◆ PETUNJUK ◆
**A)** Salin tanpa perubahan bagian tulisan tentang kebenaran ucapan, dimulai dengan "Karena itu, nilai" dan terus sampai "pantas untuk menggantikannya.".
**B)** Tulislah bagian berikutnya dari tulisan tentang kebenaran ucapan, mulai tepat setelah kalimat terakhirnya.

ChanelMuslim.com- Mutu manusia bisa dilihat dari kebenaran ucapannya. Bukan hartanya. Bahkan bukan juga ilmunya.
Lidah itu tak bertulang. Itulah kiasan yang menunjukkan kelenturan lidah untuk mengucapkan apa pun. Soal benar dan salah, soal jujur dan dusta; hanya dia dan Allah yang tahu.
Karena itu, nilai ucapan sangat bergantung dari kedekatan atau hubungan khusus seseorang dengan Allah subhanahu wata’ala. Mungkin saja orang lain terpedaya dengan ucapannya, tapi Allah Maha Tahu di balik itu semua.
Sebuah cerita lama boleh jadi masih menarik untuk diambil pelajaran. Adalah seorang kiyai sepuh yang ingin mewariskan posisinya kepada sepuluh santri terbaik. Ia ingin menguji, siapa dari mereka yang pantas untuk menggantikannya.
Ujiannya lain dari yang lain. Pak Kiyai tidak menguji ilmu mereka. Karena semua memiliki ilmu yang sama hebat. Pak Kiyai juga tidak menguji kesetian mereka. Karena semua terbukti setia. Pak Kiyai juga tidak menguji mutu kepemimpinan mereka. Karena mutu itu sudah tertanam rata sejak lama.

◆ DATA HASIL EKSTRAKSI ◆
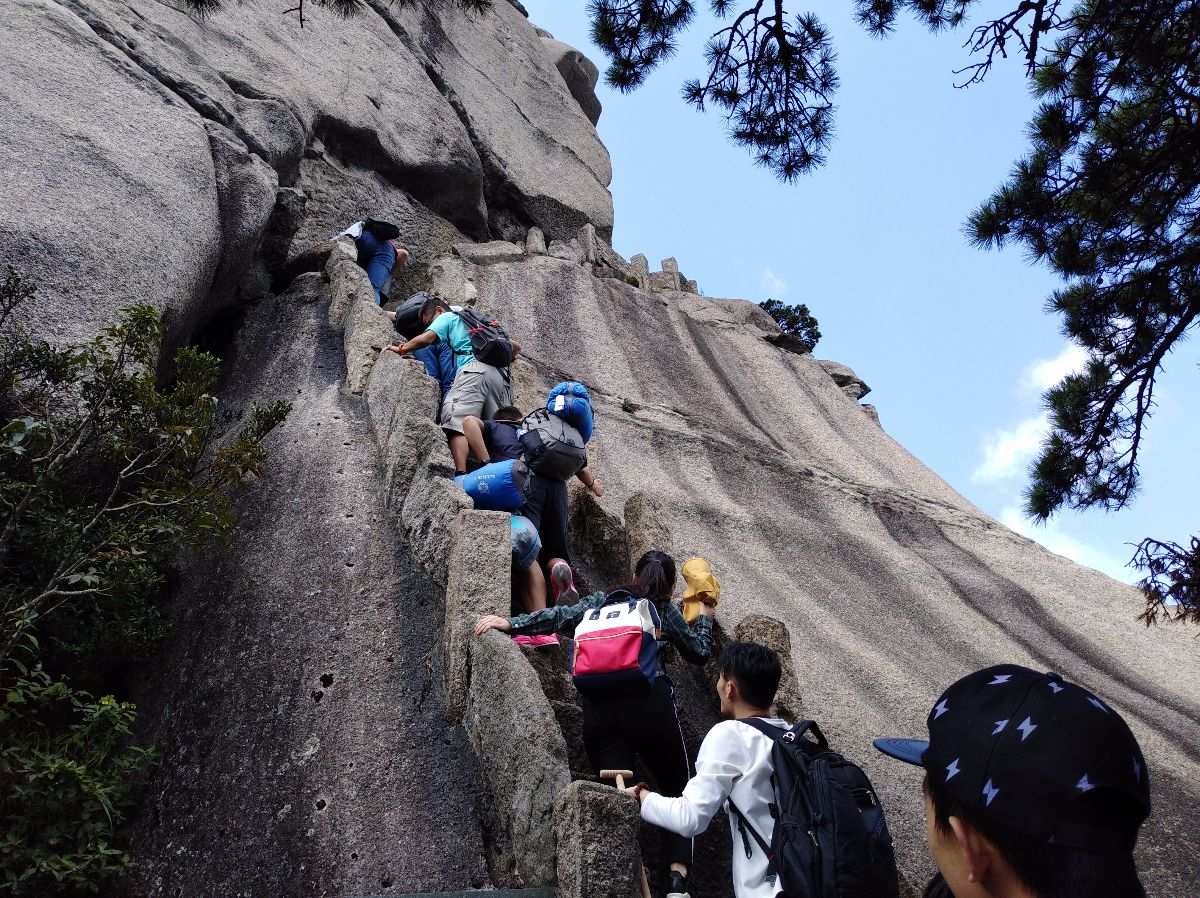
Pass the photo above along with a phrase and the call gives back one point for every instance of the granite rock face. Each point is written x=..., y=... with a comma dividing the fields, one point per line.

...

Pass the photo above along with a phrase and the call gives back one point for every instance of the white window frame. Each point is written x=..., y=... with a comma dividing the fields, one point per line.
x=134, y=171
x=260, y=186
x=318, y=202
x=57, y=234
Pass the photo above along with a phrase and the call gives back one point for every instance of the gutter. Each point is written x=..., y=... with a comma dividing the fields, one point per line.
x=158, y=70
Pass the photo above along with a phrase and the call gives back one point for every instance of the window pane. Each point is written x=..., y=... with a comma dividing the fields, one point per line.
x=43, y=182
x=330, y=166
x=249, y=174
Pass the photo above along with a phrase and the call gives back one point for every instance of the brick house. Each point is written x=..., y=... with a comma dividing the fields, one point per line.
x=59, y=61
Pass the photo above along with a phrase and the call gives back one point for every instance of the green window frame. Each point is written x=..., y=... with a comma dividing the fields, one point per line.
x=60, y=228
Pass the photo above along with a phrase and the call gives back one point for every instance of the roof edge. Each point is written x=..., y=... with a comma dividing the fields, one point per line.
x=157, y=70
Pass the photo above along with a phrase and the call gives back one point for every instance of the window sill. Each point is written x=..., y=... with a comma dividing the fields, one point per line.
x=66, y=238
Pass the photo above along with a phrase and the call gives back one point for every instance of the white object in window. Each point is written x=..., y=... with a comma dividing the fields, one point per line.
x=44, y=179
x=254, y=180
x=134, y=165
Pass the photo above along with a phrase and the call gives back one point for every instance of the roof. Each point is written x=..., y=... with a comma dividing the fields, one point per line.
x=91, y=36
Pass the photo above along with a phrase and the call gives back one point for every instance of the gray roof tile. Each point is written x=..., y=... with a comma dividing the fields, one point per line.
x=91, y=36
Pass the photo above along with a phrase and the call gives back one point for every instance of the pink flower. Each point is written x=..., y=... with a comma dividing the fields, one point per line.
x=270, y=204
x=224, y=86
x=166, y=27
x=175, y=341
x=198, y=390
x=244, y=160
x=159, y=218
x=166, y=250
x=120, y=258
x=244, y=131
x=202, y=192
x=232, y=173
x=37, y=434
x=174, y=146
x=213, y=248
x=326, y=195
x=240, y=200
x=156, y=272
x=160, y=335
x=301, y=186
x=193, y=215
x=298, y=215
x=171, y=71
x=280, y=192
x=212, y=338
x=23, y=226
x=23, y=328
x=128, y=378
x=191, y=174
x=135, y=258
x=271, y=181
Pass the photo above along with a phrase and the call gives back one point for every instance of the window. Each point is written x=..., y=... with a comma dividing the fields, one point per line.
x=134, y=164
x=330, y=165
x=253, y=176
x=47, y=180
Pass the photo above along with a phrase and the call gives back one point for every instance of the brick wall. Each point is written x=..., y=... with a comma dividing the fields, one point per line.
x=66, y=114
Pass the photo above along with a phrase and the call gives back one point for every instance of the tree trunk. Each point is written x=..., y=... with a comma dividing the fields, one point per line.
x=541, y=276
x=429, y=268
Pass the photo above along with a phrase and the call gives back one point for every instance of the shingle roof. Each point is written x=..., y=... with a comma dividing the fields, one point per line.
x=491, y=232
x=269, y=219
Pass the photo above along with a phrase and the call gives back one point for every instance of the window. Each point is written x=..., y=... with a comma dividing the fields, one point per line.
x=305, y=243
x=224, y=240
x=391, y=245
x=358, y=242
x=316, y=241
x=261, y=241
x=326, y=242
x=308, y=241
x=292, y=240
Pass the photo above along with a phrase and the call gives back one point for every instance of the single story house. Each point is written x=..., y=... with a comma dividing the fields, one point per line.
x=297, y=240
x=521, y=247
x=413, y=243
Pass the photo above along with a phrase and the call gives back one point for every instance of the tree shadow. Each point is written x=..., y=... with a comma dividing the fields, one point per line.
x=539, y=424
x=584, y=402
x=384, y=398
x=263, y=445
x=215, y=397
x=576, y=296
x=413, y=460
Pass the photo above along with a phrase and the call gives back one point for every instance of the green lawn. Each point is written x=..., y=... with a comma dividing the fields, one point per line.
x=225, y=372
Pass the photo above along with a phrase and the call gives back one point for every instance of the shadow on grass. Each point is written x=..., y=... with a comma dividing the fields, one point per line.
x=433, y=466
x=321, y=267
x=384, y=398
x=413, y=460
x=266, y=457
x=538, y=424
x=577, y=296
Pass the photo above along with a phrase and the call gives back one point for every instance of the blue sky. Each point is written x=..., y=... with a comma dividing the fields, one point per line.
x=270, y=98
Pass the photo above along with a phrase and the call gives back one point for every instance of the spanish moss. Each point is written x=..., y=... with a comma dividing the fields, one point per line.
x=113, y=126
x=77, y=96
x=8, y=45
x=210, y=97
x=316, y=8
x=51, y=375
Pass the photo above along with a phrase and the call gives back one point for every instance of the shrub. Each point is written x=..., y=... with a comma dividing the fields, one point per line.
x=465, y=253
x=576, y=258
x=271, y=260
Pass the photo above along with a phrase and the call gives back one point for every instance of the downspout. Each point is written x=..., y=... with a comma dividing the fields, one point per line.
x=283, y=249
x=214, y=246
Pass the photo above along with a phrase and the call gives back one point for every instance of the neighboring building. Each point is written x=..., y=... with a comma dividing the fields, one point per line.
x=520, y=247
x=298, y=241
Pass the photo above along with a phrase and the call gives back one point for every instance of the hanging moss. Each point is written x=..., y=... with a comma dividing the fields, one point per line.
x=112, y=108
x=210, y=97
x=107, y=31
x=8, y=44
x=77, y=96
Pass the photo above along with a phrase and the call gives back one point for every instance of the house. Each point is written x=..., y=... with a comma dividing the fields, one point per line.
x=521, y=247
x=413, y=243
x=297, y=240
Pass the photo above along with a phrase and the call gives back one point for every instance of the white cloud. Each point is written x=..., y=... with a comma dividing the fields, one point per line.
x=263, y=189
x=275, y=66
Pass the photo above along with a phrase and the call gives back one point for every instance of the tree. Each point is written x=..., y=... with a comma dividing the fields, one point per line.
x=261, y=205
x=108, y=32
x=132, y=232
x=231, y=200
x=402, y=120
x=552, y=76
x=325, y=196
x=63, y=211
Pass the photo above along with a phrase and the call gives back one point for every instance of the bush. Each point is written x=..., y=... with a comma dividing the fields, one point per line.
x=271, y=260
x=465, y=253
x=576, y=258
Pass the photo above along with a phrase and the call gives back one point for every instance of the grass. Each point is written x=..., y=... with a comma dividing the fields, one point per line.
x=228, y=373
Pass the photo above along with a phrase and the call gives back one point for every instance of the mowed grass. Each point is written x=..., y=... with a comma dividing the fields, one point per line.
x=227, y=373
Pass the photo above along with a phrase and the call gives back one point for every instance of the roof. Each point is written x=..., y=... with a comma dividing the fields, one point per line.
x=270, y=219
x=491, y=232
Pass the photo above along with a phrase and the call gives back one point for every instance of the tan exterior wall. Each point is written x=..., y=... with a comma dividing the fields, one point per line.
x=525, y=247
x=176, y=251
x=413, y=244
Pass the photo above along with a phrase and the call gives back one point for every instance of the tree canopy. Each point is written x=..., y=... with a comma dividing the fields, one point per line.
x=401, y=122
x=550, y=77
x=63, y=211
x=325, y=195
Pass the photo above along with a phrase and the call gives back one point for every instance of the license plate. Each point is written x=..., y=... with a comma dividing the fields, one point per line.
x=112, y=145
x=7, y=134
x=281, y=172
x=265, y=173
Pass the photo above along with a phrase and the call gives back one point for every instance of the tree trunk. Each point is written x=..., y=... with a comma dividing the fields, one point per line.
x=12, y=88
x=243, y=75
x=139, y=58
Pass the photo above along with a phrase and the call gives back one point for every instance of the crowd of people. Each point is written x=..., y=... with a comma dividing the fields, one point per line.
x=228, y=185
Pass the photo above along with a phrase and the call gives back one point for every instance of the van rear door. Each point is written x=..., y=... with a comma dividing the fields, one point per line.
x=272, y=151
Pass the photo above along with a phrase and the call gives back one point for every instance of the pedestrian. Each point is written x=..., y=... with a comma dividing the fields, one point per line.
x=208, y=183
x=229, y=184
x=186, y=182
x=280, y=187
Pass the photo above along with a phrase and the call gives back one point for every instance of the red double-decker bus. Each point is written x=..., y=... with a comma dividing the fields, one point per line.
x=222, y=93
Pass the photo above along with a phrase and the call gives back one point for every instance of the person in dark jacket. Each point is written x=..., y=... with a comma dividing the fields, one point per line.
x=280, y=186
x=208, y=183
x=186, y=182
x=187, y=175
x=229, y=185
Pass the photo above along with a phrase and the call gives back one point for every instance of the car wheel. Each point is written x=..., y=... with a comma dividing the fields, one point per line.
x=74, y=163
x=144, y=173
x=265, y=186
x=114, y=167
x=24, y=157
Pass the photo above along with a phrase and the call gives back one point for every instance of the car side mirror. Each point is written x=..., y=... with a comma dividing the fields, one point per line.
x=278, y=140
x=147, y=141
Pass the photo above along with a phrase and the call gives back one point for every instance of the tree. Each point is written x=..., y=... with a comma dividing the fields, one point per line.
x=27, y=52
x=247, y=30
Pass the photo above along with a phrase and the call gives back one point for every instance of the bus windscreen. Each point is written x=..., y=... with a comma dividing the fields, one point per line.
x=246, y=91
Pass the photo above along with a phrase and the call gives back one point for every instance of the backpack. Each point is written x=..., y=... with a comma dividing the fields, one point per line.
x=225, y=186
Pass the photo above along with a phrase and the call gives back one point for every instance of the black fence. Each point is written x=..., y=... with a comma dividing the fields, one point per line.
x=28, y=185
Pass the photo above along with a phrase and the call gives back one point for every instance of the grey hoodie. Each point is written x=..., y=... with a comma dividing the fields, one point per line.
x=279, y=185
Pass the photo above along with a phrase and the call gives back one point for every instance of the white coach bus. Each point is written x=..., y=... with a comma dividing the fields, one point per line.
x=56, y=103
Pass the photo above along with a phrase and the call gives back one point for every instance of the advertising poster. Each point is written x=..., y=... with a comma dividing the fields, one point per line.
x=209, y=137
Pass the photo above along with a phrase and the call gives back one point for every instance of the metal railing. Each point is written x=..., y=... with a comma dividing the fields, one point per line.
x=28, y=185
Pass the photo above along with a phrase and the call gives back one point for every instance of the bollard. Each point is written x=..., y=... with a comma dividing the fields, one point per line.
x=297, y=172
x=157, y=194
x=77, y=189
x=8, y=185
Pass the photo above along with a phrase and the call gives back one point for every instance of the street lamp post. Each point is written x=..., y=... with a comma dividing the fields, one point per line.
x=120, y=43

◆ JAWABAN TIAP TUGAS ◆
**A)**
Karena itu, nilai ucapan sangat bergantung dari kedekatan atau hubungan khusus seseorang dengan Allah subhanahu wata’ala. Mungkin saja orang lain terpedaya dengan ucapannya, tapi Allah Maha Tahu di balik itu semua.
Sebuah cerita lama boleh jadi masih menarik untuk diambil pelajaran. Adalah seorang kiyai sepuh yang ingin mewariskan posisinya kepada sepuluh santri terbaik. Ia ingin menguji, siapa dari mereka yang pantas untuk menggantikannya.

**B)**
Ujiannya sangat sederhana. Pak Kiyai hanya ingin menguji kejujurannya. Ia meminta santri-santri pilihan itu untuk menyembelih ayam di tempat yang tersembunyi. Di mana di situ hanya ada ia dan ayam yang akan disembelihnya.
“Ini ujian kejujuran untuk kalian,” titah Pak Kiyai begitu bijak.
Berangkatlah sepuluh santri ini bersama ayam yang akan disembelihnya. Mereka berpencar, mencari tempat-tempat sepi yang tak ada siapa pun yang melihat. Siapa yang sudah tuntas dengan tugasnya, mereka pun diminta segera balik dan memperlihatkan bukti sembelihannya ke Pak Kiyai.
Pak Kiyai menanti lama. Ada satu santri yang sudah kembali. Ia datang dengan ayam yang sudah disembelih.
“Kamu sudah berhasil santriku?” tanya Pak Kiyai.
“Alhamdulillah, Pak Kiyai. Ini buktinya,” jawab seorang santri.
“Di mana kamu menyembelihnya?” tanya Pak Kiyai lagi.
“Aku menyembelihnya di sebuah gua, Pak Kiyai,” jawabnya lagi.
Berikutnya, datang lagi santri kedua. Ia menceritakan telah menyembelih ayam itu di sebuah hutan lebat. Begitu pun santri-santri berikutnya dan berikutnya. Sembilan santri sudah kembali dengan ayam sembelihan dan laporan lokasi yang tersembunyi dari siapa pun.
Mereka menunggu lama untuk satu santri yang belum juga muncul. Terbersit perasaan was-was Pak Kiyai kalau sesuatu menimpa salah satu santrinya itu. Jangan-jangan ia dimangsa hewan buas, atau sejenisnya.
Hingga malam datang, satu santri ini juga belum pulang. Keesokan paginya, Pak Kiyai dan santri-santri lain kembali berkumpul menanti kepulangan satu santri ini. Hingga siang hari, tanda-tanda kepulangan itu belum terlihat.
Baru menjelang sore, satu santri ini mulai terlihat. Ia berjalan lunglai menuju pintu gerbang. Wajahnya menunjukkan aura kegagalan. Semua mata tertuju pada santri gagal ini.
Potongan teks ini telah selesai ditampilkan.